### STORED DATA
________________
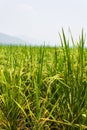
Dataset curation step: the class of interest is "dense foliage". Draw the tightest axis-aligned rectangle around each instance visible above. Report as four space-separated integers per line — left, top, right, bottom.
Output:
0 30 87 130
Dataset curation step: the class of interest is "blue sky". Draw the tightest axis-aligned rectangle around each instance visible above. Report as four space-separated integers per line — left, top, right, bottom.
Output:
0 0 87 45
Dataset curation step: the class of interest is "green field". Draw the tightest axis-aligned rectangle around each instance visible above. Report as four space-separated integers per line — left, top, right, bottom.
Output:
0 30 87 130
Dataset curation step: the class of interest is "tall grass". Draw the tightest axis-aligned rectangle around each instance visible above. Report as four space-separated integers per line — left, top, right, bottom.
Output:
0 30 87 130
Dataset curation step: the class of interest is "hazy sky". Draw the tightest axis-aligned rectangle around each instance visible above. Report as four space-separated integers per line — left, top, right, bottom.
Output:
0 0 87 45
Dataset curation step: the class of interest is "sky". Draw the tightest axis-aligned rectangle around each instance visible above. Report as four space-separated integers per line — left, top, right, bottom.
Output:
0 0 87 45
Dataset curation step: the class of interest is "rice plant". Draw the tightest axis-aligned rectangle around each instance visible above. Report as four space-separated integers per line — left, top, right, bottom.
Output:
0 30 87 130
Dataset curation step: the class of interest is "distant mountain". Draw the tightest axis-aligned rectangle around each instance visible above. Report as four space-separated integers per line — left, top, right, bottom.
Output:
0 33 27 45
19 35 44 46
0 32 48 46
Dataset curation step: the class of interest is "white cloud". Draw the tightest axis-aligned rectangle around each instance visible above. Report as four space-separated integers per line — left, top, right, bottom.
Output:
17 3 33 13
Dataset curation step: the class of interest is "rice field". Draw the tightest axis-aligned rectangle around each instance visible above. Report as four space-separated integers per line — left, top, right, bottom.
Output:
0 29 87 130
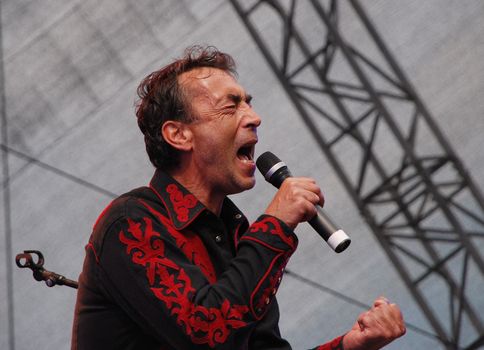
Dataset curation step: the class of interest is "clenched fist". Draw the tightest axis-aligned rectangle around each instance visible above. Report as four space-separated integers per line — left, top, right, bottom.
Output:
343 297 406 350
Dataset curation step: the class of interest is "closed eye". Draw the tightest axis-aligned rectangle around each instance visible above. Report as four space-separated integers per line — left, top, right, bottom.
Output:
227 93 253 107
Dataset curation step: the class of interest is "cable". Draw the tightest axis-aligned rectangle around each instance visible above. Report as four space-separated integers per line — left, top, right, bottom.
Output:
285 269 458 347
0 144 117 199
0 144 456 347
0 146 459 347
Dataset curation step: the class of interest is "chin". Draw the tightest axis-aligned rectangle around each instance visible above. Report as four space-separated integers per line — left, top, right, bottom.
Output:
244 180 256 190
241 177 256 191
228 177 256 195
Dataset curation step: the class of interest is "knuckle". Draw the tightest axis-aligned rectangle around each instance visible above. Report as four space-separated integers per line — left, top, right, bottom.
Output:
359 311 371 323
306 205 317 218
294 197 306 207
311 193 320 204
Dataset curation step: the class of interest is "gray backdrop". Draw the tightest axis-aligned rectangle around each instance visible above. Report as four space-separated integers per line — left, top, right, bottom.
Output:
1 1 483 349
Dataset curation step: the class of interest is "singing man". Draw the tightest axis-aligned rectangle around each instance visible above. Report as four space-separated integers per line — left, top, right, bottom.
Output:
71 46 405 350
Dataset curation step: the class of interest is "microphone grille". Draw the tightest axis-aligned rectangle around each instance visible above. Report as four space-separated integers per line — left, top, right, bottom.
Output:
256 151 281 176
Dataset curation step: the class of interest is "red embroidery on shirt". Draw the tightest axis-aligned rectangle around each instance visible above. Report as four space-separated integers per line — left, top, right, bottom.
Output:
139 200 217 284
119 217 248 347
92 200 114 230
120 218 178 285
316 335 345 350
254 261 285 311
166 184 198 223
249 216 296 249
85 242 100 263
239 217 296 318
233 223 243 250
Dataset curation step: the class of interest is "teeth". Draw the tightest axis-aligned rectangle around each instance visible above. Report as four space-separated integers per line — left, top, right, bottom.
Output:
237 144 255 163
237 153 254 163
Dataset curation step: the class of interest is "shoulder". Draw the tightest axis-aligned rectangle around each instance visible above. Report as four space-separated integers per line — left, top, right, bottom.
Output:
________________
### INSTRUCTIONS FOR THE TASK
Output each line of the listing in which the string "field" is found.

### FINISHED EXERCISE
Dataset curation step: the class of interest is "green field". Draw the tightest axis-aligned rectangle around each instance visible above. Report as four space-separated integers per line — left, top, right, bottom.
Dataset curation step: the class of interest is "rice field". Draw the tightest axis-aligned rectangle around each instance visible above. Report as four space-separated integers per line — left, top, right, bottom.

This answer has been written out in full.